▶ _Directions for this task_: Retype the records below exactly as they appear, line by line, leaving out the pictures.

▶ _Dataset_:
-- BEGIN --
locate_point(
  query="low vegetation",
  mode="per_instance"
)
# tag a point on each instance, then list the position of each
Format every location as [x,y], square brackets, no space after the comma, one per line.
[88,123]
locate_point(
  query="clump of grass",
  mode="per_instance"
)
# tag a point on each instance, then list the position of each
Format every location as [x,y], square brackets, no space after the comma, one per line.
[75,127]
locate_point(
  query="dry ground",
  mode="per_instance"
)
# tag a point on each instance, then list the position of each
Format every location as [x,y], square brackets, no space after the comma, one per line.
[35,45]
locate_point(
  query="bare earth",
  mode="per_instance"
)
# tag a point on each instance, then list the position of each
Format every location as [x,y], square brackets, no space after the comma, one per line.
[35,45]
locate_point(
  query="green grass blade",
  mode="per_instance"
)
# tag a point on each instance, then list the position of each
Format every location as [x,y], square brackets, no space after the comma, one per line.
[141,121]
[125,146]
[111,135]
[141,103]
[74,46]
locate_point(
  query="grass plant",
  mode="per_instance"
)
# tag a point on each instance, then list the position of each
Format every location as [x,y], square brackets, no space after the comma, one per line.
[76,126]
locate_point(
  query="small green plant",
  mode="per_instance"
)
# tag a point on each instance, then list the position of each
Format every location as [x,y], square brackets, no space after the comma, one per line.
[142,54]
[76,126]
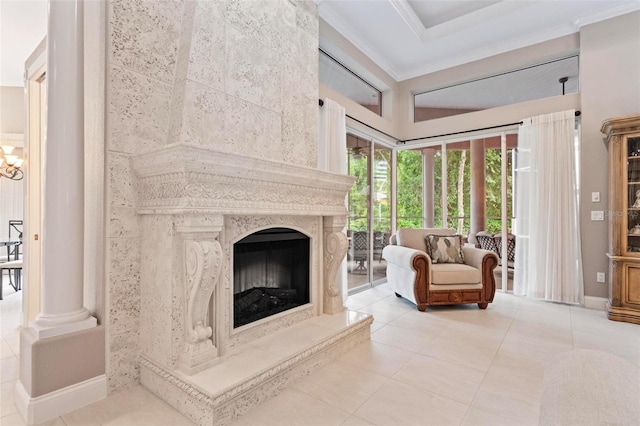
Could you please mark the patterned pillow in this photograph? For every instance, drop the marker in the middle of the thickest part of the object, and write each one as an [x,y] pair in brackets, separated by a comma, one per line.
[444,248]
-- END --
▶ _Output below_:
locate_point(
  query="low vegetation",
  mode="per_instance"
)
# tag a point on each instance, then list the position of each
Format every location as [x,y], square brackets, no space after the comma, one per line.
[88,123]
locate_point(
  query="clump of grass",
  mode="per_instance"
)
# tag a point on each instance, then list the position of each
Format every location as [x,y], square brackets, no space after the comma, one per line.
[75,127]
locate_point(
  query="dry ground",
  mode="per_instance"
)
# tag a point on each instance, then list the position of each
Format every location as [x,y], square brackets, no space after the comma, one per line.
[35,45]
locate_point(
  query="bare earth",
  mode="per_instance"
)
# tag a point on each instance, then list the position of each
Format every location as [x,y], square brackets, no space after the comma, one per line.
[35,45]
locate_point(
  query="green grass blade",
  mode="per_instance"
)
# tag a point on each instance, then list the position of each
Format every location as [x,y], square brackets, no space after the comma, one per line.
[141,121]
[125,146]
[111,135]
[141,103]
[74,46]
locate_point(
  query="grass plant",
  mode="per_instance"
)
# tag a point on each instance, then list the position of each
Format every location as [x,y], square brackets, no space after the comma, one per line.
[76,126]
locate_point(
  query="small green plant",
  mode="per_instance"
)
# tag a point on each instance, then list the position of each
Format every location as [x,y], square brackets, no space after the comma, one per line.
[142,54]
[76,126]
Could you please mark the patterned pillow in this photograph? For every instance, drop the marker in the middle of the thickest part of the object, and write each one as an [x,y] pair in brackets, separated by a comma, one per line.
[444,248]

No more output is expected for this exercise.